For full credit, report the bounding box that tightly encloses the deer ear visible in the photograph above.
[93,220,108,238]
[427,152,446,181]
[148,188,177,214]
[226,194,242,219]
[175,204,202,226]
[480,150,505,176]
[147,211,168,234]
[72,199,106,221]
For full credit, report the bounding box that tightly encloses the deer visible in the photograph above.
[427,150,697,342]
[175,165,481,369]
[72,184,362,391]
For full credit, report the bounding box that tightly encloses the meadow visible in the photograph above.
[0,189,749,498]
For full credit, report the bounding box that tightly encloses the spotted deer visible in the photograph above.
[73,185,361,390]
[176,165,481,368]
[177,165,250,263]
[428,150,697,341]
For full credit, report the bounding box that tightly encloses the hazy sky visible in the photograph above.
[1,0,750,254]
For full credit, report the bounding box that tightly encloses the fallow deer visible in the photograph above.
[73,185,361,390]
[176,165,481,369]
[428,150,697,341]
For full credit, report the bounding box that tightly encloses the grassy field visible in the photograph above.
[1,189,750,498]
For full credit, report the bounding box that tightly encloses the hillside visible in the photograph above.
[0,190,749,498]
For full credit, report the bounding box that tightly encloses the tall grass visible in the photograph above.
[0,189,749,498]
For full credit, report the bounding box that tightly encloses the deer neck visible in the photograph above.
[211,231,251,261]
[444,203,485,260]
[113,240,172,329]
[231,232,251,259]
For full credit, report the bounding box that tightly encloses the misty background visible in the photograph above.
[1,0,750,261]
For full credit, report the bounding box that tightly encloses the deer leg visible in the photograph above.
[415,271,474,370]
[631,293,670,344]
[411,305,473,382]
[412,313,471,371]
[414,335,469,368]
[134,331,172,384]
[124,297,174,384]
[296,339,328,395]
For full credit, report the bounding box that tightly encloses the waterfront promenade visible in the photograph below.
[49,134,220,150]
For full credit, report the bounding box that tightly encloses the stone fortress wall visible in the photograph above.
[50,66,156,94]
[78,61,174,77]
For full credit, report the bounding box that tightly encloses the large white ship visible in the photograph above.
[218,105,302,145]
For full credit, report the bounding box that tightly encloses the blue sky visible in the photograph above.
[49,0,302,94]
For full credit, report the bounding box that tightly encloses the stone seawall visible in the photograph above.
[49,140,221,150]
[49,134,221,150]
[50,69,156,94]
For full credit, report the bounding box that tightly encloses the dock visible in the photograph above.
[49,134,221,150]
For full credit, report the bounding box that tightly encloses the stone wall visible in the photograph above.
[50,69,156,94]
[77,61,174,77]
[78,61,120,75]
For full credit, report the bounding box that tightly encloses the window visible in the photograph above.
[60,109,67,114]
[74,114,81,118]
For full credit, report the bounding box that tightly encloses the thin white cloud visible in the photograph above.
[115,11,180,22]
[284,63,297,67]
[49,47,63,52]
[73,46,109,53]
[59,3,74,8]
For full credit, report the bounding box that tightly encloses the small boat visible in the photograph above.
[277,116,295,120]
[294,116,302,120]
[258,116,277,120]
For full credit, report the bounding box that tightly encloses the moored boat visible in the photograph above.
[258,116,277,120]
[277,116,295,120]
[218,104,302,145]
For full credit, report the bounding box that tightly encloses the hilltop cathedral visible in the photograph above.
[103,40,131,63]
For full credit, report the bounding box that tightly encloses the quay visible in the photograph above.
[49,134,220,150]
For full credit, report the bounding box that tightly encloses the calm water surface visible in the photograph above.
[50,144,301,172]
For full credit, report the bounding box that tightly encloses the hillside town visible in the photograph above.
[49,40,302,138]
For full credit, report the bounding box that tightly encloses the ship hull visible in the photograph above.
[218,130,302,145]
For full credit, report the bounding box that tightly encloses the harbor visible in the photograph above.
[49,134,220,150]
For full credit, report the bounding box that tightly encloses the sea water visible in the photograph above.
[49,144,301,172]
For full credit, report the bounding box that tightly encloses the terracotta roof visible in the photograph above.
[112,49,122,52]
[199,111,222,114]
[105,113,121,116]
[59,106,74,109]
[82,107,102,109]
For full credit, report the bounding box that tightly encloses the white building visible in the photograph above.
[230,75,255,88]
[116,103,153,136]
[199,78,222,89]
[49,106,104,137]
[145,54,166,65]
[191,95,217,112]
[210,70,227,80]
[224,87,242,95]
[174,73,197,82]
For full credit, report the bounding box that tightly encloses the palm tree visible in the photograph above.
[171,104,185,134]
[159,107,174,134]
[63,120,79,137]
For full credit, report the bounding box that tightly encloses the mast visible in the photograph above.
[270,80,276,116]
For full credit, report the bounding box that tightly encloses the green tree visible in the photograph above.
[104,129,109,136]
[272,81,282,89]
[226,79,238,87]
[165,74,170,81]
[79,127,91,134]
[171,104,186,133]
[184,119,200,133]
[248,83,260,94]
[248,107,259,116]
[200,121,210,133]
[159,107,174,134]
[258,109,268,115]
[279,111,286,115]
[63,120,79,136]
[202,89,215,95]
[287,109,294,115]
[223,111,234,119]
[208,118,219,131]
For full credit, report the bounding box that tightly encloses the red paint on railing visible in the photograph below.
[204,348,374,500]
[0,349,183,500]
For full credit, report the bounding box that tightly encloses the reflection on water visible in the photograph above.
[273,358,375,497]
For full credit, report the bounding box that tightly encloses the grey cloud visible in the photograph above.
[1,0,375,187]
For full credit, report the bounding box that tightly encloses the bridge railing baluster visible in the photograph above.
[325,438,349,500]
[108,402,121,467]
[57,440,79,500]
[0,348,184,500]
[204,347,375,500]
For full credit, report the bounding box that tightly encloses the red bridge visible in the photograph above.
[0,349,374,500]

Task details:
Exactly as they appear above, set down all of the records once more.

Reply:
For full credit, report the bounding box that tightly encloses the deer ear visible in the photograph above.
[93,220,108,238]
[427,152,446,181]
[148,188,177,214]
[226,194,242,219]
[175,204,202,226]
[480,150,505,176]
[147,211,168,234]
[72,199,106,221]
For full credit, report the bounding box that tightly encloses the deer visible in the photograph above.
[427,150,697,342]
[175,165,481,369]
[72,184,362,391]
For full credit, report the bounding box that tightly encloses the meadow visible in the photograph above.
[0,189,749,498]
For full credit, report the bounding box that tightly encloses the spotted deer visible in the photograph above.
[73,185,361,390]
[176,165,481,368]
[177,165,250,263]
[428,150,697,341]
For full credit, report the bounding box that tightly encloses the hazy sky visible in the photograph above.
[1,0,750,254]
For full credit, report the bounding box that tightly encloses the fallow deer visible in the photograph above.
[73,185,361,390]
[176,165,481,369]
[428,150,697,341]
For full credit, report the bounding box that tightly encloses the grassy field visible in the photograph above.
[1,189,750,498]
For full credit, report the bounding box that tightly encloses the hillside visible in the photograph above.
[0,190,749,498]
For full credit, report the bounding box that tightly encloses the tall grass visible in the photograph above.
[0,189,749,498]
For full credit, report the bounding box that tightly encloses the deer neck visible in the photograph above.
[211,231,251,261]
[444,203,485,260]
[113,240,172,329]
[231,232,251,259]
For full credit, report the bounding box that tightly encloses the misty background visible in the photograph above.
[1,0,750,261]
For full credit, report the bounding box that tightly encloses the deer leg visible in the photograph above.
[415,271,474,370]
[631,293,670,344]
[411,305,473,382]
[412,313,471,371]
[414,335,469,368]
[134,331,172,384]
[124,297,174,384]
[296,339,328,395]
For full credit, report the bounding box that tightly encloses the waterfront promenade visible in the photograph below.
[49,134,220,150]
For full credit, report the bounding box that tightly encloses the stone fortress wall visible in the photograph above.
[50,66,156,94]
[78,61,174,77]
For full credit, report the bounding box that tightly encloses the large white ship visible in the photograph above.
[218,105,302,145]
For full credit, report the bounding box that tightly encloses the blue sky visible in the photograph above.
[49,0,302,94]
For full credit, report the bounding box that tightly encloses the stone seawall visible in the photograph above.
[49,140,221,150]
[49,134,221,150]
[50,69,156,94]
For full credit, report the bounding box that tightly encloses the dock visible in the photograph above.
[49,134,221,150]
For full credit, report the bounding box that tightly encloses the stone wall visible in the photograph above.
[50,69,156,94]
[77,61,174,77]
[78,61,120,75]
For full credit, report the bounding box that tightly encloses the window visible in the photograph above.
[60,109,67,114]
[74,114,81,118]
For full credit, report the bounding box that tightly encloses the thin white cloud visible in the photograph above.
[115,11,180,22]
[284,63,297,67]
[49,47,63,52]
[73,46,109,53]
[59,3,74,8]
For full credit, report the bounding box that tightly encloses the small boat visible in the photograph above.
[277,116,295,120]
[294,116,302,120]
[258,116,277,120]
For full credit, report the bounding box that tightly encloses the moored boat visible in the photograph above.
[258,116,277,120]
[277,116,295,120]
[218,104,302,145]
For full credit, report the bounding box that tightly encloses the hilltop cathedral visible in the photograph above.
[103,40,131,63]
For full credit, report the bounding box that tightly encloses the quay visible in the photograph above.
[49,134,220,150]
For full credit, report the bounding box that tightly encloses the calm water surface visible in the photograph above.
[50,144,301,172]
For full credit, report the bounding box that tightly encloses the hillside town visible in the photograph above.
[49,40,302,138]
For full credit, report the bounding box that tightly encloses the ship hull visible in the photograph above.
[218,130,302,145]
For full credit, report the bounding box that tightly encloses the harbor visible in the photograph above.
[49,134,220,150]
For full credit, report the bounding box that tightly encloses the sea water visible in the photograph above.
[49,144,301,172]
For full credit, report the bounding box that tightly encloses the terracotta roof visible in the photograph above.
[112,49,122,52]
[199,111,222,114]
[105,113,121,116]
[59,106,74,109]
[82,107,102,109]
For full credit, report the bounding box that tightly encloses the white building visible in the photograph above.
[230,75,255,88]
[116,103,153,136]
[199,78,222,89]
[49,106,104,137]
[145,54,166,65]
[191,95,217,112]
[210,70,227,80]
[224,87,242,95]
[174,73,197,82]
For full credit, report the bounding box that tightly encloses the palm tree visible in the photograph above.
[171,104,185,134]
[159,107,174,134]
[63,120,79,137]
For full credit, report the bounding box that tightly encloses the mast visible in the photograph above.
[270,80,276,116]
For full credit, report the bounding box that tightly encloses the green tree visible in the photograph above.
[104,129,109,136]
[272,81,282,89]
[226,79,238,87]
[165,74,170,81]
[79,127,91,134]
[171,104,186,133]
[184,119,200,133]
[248,83,260,94]
[248,107,259,116]
[200,121,210,133]
[159,107,174,134]
[258,109,268,115]
[279,111,286,115]
[63,120,79,136]
[202,89,215,95]
[287,109,294,115]
[223,111,234,119]
[208,118,219,131]
For full credit, report the bounding box that tightly encloses the red paint on railing visible in the photograph below.
[204,348,374,500]
[0,349,183,500]
For full credit, report the bounding box that tightly encloses the reflection on water visible in the photograph above.
[273,358,375,497]
For full credit, report the bounding box that tightly encloses the grey cloud visible in the photograph above.
[1,0,375,187]
For full credit, report the bounding box that tightly encloses the bridge railing baluster visible in the photograph above.
[325,438,349,500]
[108,402,121,467]
[57,440,79,500]
[0,348,184,500]
[204,347,375,500]
For full credit, report the bounding box that tightly encloses the red bridge visible in the photograph above.
[0,349,374,500]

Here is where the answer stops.